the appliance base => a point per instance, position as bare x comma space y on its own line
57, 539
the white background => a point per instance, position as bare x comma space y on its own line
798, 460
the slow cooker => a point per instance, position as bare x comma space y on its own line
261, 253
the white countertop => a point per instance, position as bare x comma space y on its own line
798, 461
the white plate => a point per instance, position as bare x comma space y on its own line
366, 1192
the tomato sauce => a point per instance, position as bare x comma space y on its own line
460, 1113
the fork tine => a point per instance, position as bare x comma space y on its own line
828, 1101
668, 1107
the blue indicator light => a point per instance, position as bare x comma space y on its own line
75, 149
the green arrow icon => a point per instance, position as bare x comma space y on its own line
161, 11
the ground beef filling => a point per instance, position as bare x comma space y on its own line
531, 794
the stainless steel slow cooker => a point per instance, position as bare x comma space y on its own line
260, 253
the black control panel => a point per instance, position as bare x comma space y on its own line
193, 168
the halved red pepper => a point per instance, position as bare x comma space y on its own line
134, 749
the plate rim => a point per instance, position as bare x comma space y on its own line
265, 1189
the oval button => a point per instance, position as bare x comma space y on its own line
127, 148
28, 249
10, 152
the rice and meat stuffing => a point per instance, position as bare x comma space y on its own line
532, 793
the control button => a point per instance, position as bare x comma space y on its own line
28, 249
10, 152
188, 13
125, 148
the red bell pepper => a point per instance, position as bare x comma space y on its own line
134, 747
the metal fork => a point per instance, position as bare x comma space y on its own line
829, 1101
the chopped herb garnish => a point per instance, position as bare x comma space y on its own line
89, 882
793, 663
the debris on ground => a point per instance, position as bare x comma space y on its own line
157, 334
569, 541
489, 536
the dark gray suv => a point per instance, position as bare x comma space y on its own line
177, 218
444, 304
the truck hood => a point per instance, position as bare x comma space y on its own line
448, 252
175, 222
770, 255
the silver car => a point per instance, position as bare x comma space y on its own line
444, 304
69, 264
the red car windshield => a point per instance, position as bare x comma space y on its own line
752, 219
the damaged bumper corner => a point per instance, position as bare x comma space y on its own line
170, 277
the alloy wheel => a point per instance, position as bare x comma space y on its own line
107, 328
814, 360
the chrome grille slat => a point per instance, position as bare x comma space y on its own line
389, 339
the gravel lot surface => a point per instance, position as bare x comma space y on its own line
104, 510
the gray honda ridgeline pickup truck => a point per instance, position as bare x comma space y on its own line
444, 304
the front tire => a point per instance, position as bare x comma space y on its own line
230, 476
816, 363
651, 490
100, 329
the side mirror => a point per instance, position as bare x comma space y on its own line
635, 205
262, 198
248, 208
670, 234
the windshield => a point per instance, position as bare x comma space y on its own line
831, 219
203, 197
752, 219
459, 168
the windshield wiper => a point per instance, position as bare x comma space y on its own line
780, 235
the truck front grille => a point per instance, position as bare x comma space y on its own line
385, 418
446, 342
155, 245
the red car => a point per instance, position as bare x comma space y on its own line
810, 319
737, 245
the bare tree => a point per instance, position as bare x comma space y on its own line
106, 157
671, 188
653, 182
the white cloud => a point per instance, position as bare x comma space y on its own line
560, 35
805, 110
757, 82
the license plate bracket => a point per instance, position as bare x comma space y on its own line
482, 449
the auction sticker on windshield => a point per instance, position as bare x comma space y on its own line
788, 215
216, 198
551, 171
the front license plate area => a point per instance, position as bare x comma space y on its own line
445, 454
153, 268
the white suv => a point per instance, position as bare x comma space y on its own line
————————
= What to do =
Each record above is to be written out again exactly.

= Completed exercise =
the appliance base => a point per instance, position as bare x comma space y on its own line
57, 539
the white background => a point per instance, position as bare x comma space y on its own line
798, 460
the slow cooker => a point per instance, position as bare x comma space y on its own line
261, 253
the white countertop => a point per instance, position as bare x comma space y on its own line
798, 461
the white plate => a point per instance, position as bare x comma space y on its own line
366, 1192
the tomato sauce => a point per instance, position as bare x comma space y on its own line
460, 1113
the fork tine => a point per instance, position as bare x comma space y on its own line
828, 1101
668, 1107
the blue indicator light => a point per instance, position as bare x comma space y on its own line
75, 149
the green arrow icon => a point per instance, position as bare x comma space y on its own line
161, 11
the ground beef filling => a point per instance, position as bare x comma space y on its own line
531, 794
the stainless steel slow cooker => a point per instance, position as bare x comma space y on its own line
260, 253
the black control panel => a point per instance, position as bare x comma space y on its own line
193, 168
the halved red pepper => a point per instance, position as bare x comma space y on its own line
134, 749
the plate rim => a point per instance, position as bare x comma space y on its own line
265, 1189
the oval button => a point per instance, position as bare x comma space y on its own line
127, 148
28, 249
10, 152
the rice and meat stuffing => a point per instance, position as bare x comma space y on its own line
532, 793
the control button => a point per instance, position as bare x comma space y on its own line
28, 249
10, 152
188, 13
125, 148
the red bell pepper => a point per instance, position as bare x comma space y on its own line
134, 747
the metal fork => a point per instance, position as bare x comma space y on its own line
829, 1101
the chopped herb garnish => a point per instance, position as bare x comma space y on its own line
89, 882
793, 663
the debris on ground => a point per instance, position as bare x comma space y on its own line
157, 334
569, 541
489, 536
the dark gray suv => a point per instance, position as bare x comma space y on its own line
177, 218
444, 304
the truck hood => a point per instance, position as bare x comma space y on its own line
448, 252
175, 222
770, 255
the silver car => a point per instance, position as bare x comma space y on its own line
444, 304
69, 264
the red car windshield => a point per instance, position as bare x comma space y on its own line
752, 219
the damaged bumper corner => a point per instance, position as bare x comma space y on its own line
170, 277
the alloy wheel => a point per instance, position as bare x comma space y on its own line
107, 328
814, 360
the chrome grille slat => a point per instance, position as bare x comma space y on its own line
389, 339
the gravel lot surface => a point per instance, position as bare x comma space y on its own line
104, 510
the gray honda ridgeline pickup truck => a point per instance, position as bare x comma space y on its own line
444, 304
the front tire => a point per instance, position as bare x comma space y on its own line
230, 476
816, 363
651, 490
100, 329
the side mirror => a point per instance, position as bare x comma space y on its own line
635, 205
262, 198
248, 208
670, 234
the windshield => a point per instance, position as bare x comma space y on its own line
831, 219
203, 197
752, 219
459, 168
the windshield wiper => a point per instance, position as bare x comma space y on its own line
780, 235
the truck front grille => a point per instance, position as bare x comma space y on its own line
385, 418
446, 342
155, 245
the red car => a point per instance, position as bare x comma space y on its own line
810, 319
737, 245
the bare tree => a point per instance, position as bare x comma space y on its own line
106, 157
671, 188
653, 182
the white cloud => a point per instance, position as bare x comma space y on its own line
560, 35
805, 110
757, 82
the license plate bracket => a point per instance, position as bare x comma space y on its own line
482, 449
the auction sticker on windshield => a point per instance, position as bare x comma space y on its own line
788, 215
216, 198
551, 171
the front license plate area => a point per instance, position as bare x comma space y on its own line
445, 454
153, 268
the white suv => a point per instance, position as bare x comma space y on its own line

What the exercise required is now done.